*Extrait:*

● ● ● ● ● ● ●

Le département qui a célébré le plus d’unions entre personnes de même sexe est la Seine-Maritime (1 202 unions). Viennent ensuite le Calvados (813 mariages), l’Eure (569), la Manche (401) et enfin, l’Orne, avec 263 mariages célébrés. Des chiffres qui s’expliquent en partie par les écarts de population, la Seine-Maritime étant le département le plus peuplé.

Les mariages LGBTQ+ représentent moins de 3,3% de la totalité des mariages célébrés en 2021 en Seine-Maritime. Mais ce taux est néanmoins plus élevé que la moyenne nationale : la même année, sur les 219 000 mariages célébrés en France, seuls 2,93% concernaient des couples de personnes du même sexe.

"Pis-aller juridique" pour les familles homoparentales

Mais tout n'est pas encore rose, dix ans plus tard, et l’égalité est loin d’être atteinte, rappelle Nicolas Faget, porte-parole de la branche normande de l’APGL (Association des parents gays et lesbiens). Depuis 2013, l’association comptabilise environ 2 000 adhérents – 40 en Normandie – avec un turn-over important : "on en perd 500 et on en regagne 500 chaque année", au fur et à mesure que les familles accèdent à la parentalité.

Nicolas Faget se réjouit tout de même de belles avancées en dix ans. "Les techniques sont de plus en plus accessibles, la légalisation du mariage a permis la reconnaissance et la sécurisation des familles. Il n’y a plus de séparations, de drames suite à un décès, de successions qui se passent mal, puisque les deux parents peuvent être reconnus."

Mais les couples homosexuels, mariés ou non, qui se tournent vers la parentalité, se heurtent encore à de nombreuses barrières administratives. "A partir de 2013, on a conseillé aux gens de se marier et d’adopter, ce n’était pas toujours de bon cœur. On a forcé les familles homoparentales à se marier, et à adopter leurs propres enfants… Ce qu’on ne fait pas avec les couples hétérosexuels !", dénonce Nicolas Faget, soulignant : "C’est une grande discrimination, un pis-aller juridique pour protéger les familles. Mais aujourd’hui, on aimerait pouvoir établir notre filiation comme les autres."

● ● ● ● ● ● ●

*Données affichées:*
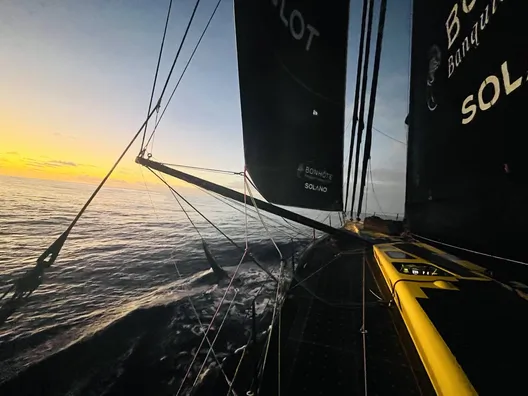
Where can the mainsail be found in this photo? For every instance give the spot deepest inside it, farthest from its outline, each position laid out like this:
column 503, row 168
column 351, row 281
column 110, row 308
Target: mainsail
column 467, row 174
column 292, row 70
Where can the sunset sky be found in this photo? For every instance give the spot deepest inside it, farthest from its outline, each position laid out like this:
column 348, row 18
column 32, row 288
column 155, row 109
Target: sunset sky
column 76, row 78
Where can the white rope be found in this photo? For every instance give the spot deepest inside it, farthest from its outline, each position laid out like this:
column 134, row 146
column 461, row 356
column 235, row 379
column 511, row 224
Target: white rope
column 340, row 254
column 471, row 251
column 174, row 261
column 277, row 293
column 363, row 328
column 268, row 342
column 211, row 323
column 214, row 340
column 259, row 215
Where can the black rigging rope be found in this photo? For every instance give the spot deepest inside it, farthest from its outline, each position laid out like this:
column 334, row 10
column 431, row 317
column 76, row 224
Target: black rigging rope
column 389, row 136
column 226, row 202
column 362, row 102
column 355, row 117
column 214, row 170
column 184, row 69
column 374, row 191
column 156, row 74
column 214, row 225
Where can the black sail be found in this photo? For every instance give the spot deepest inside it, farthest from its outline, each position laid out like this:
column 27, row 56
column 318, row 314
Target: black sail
column 467, row 163
column 292, row 70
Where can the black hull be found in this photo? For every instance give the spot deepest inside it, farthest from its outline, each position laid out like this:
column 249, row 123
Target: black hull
column 321, row 339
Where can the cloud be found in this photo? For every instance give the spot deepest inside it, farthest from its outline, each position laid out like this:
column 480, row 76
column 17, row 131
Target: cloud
column 61, row 163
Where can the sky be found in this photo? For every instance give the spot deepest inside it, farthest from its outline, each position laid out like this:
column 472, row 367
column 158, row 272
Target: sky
column 76, row 77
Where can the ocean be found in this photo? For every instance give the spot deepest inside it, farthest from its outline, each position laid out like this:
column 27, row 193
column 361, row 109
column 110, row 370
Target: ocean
column 116, row 313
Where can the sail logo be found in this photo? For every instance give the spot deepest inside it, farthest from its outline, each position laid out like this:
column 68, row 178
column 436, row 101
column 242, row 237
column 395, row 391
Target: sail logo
column 308, row 172
column 435, row 59
column 492, row 84
column 315, row 187
column 453, row 27
column 294, row 21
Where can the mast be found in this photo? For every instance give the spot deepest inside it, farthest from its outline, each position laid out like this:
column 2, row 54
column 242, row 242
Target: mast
column 372, row 104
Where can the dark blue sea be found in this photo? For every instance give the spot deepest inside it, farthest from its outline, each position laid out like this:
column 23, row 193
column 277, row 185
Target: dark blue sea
column 116, row 313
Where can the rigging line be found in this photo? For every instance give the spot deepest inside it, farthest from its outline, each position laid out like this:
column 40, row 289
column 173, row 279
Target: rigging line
column 300, row 283
column 362, row 103
column 214, row 225
column 211, row 322
column 226, row 202
column 471, row 251
column 374, row 191
column 48, row 257
column 187, row 214
column 356, row 96
column 156, row 74
column 295, row 229
column 389, row 136
column 245, row 205
column 214, row 340
column 181, row 277
column 246, row 346
column 52, row 252
column 200, row 323
column 204, row 169
column 372, row 100
column 268, row 342
column 185, row 68
column 261, row 219
column 363, row 328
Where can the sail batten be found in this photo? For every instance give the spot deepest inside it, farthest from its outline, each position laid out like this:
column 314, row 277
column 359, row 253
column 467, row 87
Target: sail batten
column 292, row 77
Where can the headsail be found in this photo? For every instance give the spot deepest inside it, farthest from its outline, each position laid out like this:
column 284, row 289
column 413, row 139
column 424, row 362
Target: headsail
column 292, row 70
column 467, row 173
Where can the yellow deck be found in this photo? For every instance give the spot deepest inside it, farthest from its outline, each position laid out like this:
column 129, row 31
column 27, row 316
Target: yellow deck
column 441, row 365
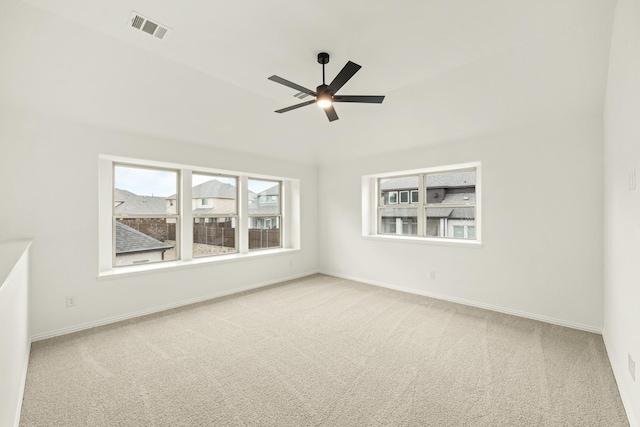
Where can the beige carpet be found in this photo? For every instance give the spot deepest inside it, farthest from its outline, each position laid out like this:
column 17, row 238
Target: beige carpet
column 322, row 351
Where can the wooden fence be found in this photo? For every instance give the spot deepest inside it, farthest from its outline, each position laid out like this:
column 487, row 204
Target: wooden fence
column 208, row 233
column 157, row 228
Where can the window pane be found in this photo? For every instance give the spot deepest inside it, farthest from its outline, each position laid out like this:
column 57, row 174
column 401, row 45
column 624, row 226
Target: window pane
column 140, row 191
column 264, row 232
column 213, row 194
column 264, row 197
column 403, row 221
column 443, row 222
column 145, row 240
column 214, row 236
column 404, row 197
column 389, row 188
column 451, row 187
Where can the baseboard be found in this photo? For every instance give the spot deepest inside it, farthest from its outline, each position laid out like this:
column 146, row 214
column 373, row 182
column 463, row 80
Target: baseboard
column 471, row 303
column 102, row 322
column 626, row 399
column 25, row 368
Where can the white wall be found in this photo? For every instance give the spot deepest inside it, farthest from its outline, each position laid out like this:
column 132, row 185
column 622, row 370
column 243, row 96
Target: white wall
column 622, row 205
column 542, row 225
column 14, row 328
column 49, row 194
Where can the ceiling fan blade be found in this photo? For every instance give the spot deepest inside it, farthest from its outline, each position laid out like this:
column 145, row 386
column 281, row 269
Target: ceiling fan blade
column 343, row 76
column 293, row 107
column 369, row 99
column 331, row 113
column 292, row 85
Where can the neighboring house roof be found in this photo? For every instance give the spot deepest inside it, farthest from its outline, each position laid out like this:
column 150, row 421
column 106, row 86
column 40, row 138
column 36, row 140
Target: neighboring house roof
column 130, row 240
column 130, row 203
column 451, row 213
column 459, row 198
column 452, row 179
column 271, row 191
column 402, row 183
column 212, row 189
column 203, row 210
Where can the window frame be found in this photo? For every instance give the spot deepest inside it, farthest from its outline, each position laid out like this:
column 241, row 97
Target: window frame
column 268, row 201
column 371, row 206
column 197, row 216
column 290, row 217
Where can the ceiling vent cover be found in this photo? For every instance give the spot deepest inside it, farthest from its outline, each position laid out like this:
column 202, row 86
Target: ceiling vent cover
column 142, row 23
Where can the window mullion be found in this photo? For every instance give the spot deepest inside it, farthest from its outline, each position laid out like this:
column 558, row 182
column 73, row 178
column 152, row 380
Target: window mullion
column 186, row 214
column 243, row 210
column 422, row 213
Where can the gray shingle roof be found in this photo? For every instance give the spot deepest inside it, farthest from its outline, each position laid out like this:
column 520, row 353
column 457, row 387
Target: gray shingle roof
column 134, row 204
column 441, row 180
column 451, row 213
column 212, row 189
column 271, row 191
column 130, row 240
column 215, row 189
column 402, row 183
column 452, row 179
column 459, row 198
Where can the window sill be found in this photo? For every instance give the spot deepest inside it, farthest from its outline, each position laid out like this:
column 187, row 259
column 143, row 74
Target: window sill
column 137, row 270
column 424, row 240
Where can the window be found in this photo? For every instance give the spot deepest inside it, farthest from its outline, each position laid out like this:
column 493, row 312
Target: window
column 264, row 216
column 152, row 215
column 393, row 219
column 404, row 197
column 392, row 197
column 439, row 203
column 215, row 230
column 144, row 230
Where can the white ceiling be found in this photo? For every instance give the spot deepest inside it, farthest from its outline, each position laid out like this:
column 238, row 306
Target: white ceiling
column 450, row 69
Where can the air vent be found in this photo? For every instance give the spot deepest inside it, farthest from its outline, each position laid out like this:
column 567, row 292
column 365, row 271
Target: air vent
column 142, row 23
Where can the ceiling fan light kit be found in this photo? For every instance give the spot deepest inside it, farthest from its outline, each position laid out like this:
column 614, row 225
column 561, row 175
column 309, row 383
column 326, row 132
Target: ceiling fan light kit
column 325, row 95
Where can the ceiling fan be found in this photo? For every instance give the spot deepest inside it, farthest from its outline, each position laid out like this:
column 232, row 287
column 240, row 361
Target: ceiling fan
column 325, row 95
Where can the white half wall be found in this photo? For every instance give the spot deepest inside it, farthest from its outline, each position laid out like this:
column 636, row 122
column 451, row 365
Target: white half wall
column 50, row 195
column 541, row 253
column 622, row 204
column 14, row 328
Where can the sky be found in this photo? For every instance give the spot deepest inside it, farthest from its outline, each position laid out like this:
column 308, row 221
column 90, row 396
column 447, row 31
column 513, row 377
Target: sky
column 161, row 183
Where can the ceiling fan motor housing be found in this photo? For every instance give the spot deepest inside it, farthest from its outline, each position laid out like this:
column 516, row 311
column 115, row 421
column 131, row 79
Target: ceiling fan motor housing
column 323, row 58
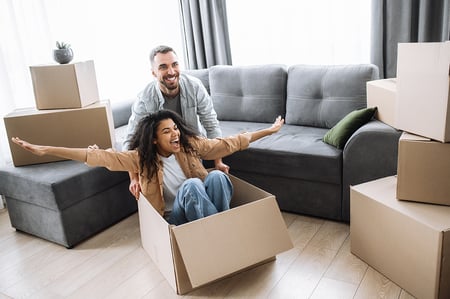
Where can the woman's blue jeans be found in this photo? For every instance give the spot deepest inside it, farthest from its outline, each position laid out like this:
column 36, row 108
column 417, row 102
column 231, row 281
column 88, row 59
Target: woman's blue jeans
column 196, row 199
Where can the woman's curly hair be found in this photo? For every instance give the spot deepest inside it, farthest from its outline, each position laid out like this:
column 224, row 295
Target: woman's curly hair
column 142, row 139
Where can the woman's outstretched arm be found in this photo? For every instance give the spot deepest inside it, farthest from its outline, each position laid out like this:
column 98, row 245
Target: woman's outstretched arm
column 78, row 154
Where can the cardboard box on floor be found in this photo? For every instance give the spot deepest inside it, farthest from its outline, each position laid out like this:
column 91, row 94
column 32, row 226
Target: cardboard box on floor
column 65, row 127
column 423, row 170
column 202, row 251
column 408, row 242
column 59, row 86
column 423, row 89
column 383, row 95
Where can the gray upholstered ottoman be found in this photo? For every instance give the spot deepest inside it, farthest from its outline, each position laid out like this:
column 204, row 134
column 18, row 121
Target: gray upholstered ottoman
column 65, row 202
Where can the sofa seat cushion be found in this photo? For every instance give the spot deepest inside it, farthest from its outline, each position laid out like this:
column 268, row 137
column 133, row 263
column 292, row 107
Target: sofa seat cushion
column 295, row 152
column 57, row 185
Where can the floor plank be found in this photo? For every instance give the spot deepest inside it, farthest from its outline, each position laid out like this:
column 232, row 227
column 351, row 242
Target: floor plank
column 113, row 264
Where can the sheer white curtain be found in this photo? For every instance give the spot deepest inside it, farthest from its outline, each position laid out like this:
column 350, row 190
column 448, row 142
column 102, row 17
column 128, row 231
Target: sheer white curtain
column 117, row 35
column 300, row 31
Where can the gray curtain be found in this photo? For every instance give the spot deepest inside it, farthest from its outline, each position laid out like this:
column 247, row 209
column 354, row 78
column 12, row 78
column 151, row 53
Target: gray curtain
column 205, row 33
column 395, row 21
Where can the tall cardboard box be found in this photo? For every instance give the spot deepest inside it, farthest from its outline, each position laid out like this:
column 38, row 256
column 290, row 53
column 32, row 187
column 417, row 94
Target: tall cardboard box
column 423, row 171
column 423, row 89
column 406, row 241
column 64, row 127
column 60, row 86
column 383, row 95
column 199, row 252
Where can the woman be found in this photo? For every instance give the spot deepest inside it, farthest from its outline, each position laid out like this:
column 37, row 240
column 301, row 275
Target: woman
column 167, row 156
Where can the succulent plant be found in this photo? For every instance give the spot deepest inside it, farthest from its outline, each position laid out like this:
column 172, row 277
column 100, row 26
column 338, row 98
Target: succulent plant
column 62, row 45
column 63, row 53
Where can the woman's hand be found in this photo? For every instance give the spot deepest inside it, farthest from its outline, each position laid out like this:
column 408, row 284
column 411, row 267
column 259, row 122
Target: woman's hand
column 276, row 126
column 38, row 150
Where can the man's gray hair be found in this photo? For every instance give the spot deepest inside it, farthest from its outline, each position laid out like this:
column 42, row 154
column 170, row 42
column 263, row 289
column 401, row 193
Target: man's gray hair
column 160, row 49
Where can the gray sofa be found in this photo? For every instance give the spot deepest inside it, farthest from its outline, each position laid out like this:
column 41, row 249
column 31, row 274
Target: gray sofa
column 307, row 175
column 67, row 202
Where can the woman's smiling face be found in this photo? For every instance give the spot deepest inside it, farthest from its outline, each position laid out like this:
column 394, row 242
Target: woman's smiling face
column 167, row 138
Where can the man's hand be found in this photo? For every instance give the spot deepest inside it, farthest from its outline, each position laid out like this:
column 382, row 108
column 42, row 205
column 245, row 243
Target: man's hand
column 35, row 149
column 221, row 166
column 135, row 187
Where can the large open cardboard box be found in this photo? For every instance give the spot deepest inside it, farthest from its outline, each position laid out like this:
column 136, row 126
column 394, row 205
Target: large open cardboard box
column 383, row 95
column 406, row 241
column 423, row 89
column 423, row 170
column 59, row 86
column 63, row 127
column 199, row 252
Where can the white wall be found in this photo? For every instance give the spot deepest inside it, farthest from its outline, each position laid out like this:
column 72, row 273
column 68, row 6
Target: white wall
column 299, row 31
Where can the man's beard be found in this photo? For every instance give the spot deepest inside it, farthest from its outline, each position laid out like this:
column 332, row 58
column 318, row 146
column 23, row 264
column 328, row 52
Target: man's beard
column 171, row 86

● ● ● ● ● ● ●

*Liste des consignes:*
(1) Dans l'extrait, quels sont tous les départements cités ? Donnez leurs noms.
(2) Recopiez le passage de l'extrait qui commence aux mots "Le département qui" et arrêtez-vous après "le plus peuplé.".
Vous n'avez pas besoin des lignes pour faire ce travail.

*Corrigé des exercices:*
(1) Seine-Maritime, Calvados, Eure, Manche, Orne

(2)
Le département qui a célébré le plus d’unions entre personnes de même sexe est la Seine-Maritime (1 202 unions). Viennent ensuite le Calvados (813 mariages), l’Eure (569), la Manche (401) et enfin, l’Orne, avec 263 mariages célébrés. Des chiffres qui s’expliquent en partie par les écarts de population, la Seine-Maritime étant le département le plus peuplé.